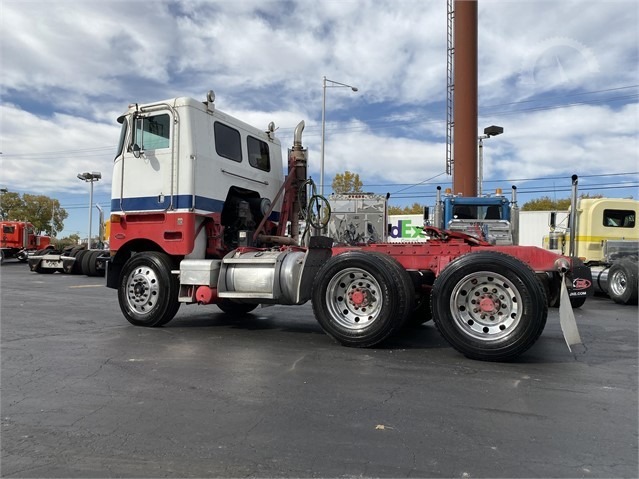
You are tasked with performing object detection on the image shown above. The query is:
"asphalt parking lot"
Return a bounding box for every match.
[0,262,639,478]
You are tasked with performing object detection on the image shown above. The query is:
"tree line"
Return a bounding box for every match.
[0,190,69,237]
[331,170,602,215]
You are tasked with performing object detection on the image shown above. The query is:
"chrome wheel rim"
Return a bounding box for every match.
[326,268,383,331]
[126,266,160,315]
[610,270,627,296]
[450,271,523,341]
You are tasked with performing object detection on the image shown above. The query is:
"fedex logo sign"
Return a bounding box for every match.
[388,216,426,241]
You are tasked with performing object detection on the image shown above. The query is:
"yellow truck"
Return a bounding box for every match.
[544,175,639,304]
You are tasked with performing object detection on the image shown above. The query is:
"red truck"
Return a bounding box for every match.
[0,221,51,263]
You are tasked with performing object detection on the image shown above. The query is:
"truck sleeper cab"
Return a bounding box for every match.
[109,96,283,283]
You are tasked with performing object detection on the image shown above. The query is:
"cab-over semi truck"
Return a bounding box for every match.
[106,92,590,360]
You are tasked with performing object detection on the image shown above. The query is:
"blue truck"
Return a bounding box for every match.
[426,186,519,245]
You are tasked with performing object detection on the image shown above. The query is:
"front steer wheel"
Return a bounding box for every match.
[313,251,413,347]
[118,251,181,326]
[432,251,548,361]
[608,259,639,304]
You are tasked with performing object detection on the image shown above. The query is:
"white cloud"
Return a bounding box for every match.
[0,0,639,234]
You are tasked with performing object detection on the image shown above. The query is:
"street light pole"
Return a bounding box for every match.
[78,171,102,249]
[477,125,504,196]
[0,188,9,220]
[320,77,359,196]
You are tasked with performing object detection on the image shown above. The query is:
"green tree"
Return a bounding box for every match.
++++
> WHAT YOU NEED TO DO
Pull out every line in the items above that contains the string "truck". Upper and lower case count as different.

> SOLUTION TO THIS PROBLEM
"yellow truck"
"red truck"
"truck sleeper cab"
"cab-over semi truck"
"blue truck"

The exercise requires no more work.